▸ GOAL OF THE EXERCISE
Rescale the records from their start through the line containing "xmin=253 ymin=0 xmax=489 ymax=119", both ends included. Copy every line, changing only the xmin, ymin, xmax and ymax coordinates: multiply each by 1.9, round to the nearest whole number with halves rounded up, and give only those lines.

▸ DATASET EXTRACT
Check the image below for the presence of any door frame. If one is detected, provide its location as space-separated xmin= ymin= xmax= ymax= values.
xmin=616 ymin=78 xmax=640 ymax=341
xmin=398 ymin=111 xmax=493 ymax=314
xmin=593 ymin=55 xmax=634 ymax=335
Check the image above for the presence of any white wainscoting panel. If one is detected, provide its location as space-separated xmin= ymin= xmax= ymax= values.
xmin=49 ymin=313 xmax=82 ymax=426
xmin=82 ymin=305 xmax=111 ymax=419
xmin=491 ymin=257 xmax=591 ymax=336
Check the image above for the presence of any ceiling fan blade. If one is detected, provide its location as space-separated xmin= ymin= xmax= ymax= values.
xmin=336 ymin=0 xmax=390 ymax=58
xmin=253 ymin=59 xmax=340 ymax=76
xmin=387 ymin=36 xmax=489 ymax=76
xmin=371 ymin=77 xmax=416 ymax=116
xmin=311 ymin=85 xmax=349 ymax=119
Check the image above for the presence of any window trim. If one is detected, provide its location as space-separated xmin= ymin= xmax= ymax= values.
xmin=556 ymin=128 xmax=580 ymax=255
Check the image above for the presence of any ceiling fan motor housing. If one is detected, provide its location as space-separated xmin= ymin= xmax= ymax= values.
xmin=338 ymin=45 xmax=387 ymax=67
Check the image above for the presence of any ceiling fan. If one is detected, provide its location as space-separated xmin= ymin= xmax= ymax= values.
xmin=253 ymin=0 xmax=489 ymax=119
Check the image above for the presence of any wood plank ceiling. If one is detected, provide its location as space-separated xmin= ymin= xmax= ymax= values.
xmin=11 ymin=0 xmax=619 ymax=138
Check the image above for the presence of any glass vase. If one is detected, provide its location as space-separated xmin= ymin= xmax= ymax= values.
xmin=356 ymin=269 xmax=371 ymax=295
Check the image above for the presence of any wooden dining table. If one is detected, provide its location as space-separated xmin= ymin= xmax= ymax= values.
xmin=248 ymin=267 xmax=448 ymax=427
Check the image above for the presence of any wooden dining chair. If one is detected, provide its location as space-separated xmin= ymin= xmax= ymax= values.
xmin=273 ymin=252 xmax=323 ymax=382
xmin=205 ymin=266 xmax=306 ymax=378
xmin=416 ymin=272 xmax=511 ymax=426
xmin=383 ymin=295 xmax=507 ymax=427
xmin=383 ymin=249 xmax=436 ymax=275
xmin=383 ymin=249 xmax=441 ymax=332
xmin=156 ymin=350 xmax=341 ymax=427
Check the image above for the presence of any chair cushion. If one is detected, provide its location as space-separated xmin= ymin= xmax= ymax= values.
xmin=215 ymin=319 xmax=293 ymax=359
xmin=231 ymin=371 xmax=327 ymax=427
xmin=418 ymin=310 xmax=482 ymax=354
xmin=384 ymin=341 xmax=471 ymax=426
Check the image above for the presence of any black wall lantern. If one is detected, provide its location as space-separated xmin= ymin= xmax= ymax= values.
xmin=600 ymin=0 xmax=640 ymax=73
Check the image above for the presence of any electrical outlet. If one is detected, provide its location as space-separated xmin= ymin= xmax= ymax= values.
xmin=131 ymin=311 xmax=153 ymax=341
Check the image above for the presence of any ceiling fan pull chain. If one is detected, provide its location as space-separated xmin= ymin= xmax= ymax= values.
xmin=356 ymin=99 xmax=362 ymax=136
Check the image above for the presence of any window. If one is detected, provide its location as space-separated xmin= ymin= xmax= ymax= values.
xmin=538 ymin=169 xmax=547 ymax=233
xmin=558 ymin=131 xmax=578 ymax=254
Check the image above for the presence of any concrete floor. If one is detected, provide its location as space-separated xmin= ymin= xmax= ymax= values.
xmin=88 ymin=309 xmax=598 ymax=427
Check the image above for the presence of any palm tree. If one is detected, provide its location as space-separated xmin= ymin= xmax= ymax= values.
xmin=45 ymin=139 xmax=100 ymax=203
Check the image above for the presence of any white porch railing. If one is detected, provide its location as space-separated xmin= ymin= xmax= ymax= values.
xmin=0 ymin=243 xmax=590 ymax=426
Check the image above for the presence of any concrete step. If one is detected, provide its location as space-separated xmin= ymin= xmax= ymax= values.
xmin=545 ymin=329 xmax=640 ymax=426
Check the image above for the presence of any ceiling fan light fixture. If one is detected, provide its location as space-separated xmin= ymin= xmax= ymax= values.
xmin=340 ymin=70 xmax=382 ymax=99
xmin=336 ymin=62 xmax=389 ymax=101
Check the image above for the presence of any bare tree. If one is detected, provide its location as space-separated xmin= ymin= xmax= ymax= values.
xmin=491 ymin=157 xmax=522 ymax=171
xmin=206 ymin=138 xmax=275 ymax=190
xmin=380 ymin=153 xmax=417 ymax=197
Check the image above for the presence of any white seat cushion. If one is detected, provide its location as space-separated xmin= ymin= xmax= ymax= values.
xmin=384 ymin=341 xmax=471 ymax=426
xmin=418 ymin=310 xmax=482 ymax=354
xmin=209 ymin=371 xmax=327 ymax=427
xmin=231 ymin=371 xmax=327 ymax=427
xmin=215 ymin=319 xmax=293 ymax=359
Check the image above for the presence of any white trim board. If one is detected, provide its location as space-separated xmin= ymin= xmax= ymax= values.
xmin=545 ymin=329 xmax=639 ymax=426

▸ ANSWER TO THIS PROBLEM
Check the image below for the presence of any door frame. If one is detected, provide its location as space-separated xmin= ymin= xmax= ymax= values.
xmin=1170 ymin=148 xmax=1216 ymax=648
xmin=756 ymin=211 xmax=937 ymax=597
xmin=1127 ymin=105 xmax=1205 ymax=637
Check the image above for the presence of any white wainscoting panel. If one is detected, provide its location as space-separated xmin= ymin= xmax= ymax= values.
xmin=93 ymin=595 xmax=156 ymax=809
xmin=156 ymin=580 xmax=211 ymax=796
xmin=933 ymin=488 xmax=1123 ymax=638
Check the image above for the presence of any ceiling fan blade. If one is detected, provide its location as space-separated xmin= ymin= xmax= ymax= values.
xmin=638 ymin=0 xmax=741 ymax=110
xmin=481 ymin=112 xmax=646 ymax=144
xmin=735 ymin=68 xmax=929 ymax=144
xmin=705 ymin=146 xmax=790 ymax=220
xmin=591 ymin=162 xmax=663 ymax=226
Check the image above for the presence of any window trim. If one is detected, provide its location as space-separated xmin= ymin= xmax= ymax= values.
xmin=1056 ymin=243 xmax=1102 ymax=485
Check the image above for the presence of any ceiling fan motor housing. If one is detected, provide its location as space-separated xmin= ymin= xmax= ymax= values.
xmin=642 ymin=86 xmax=735 ymax=127
Check the image above for the presence of any ceiling fan. If one is detected, provide its location as space-separated xmin= ymin= xmax= ymax= values.
xmin=481 ymin=0 xmax=929 ymax=226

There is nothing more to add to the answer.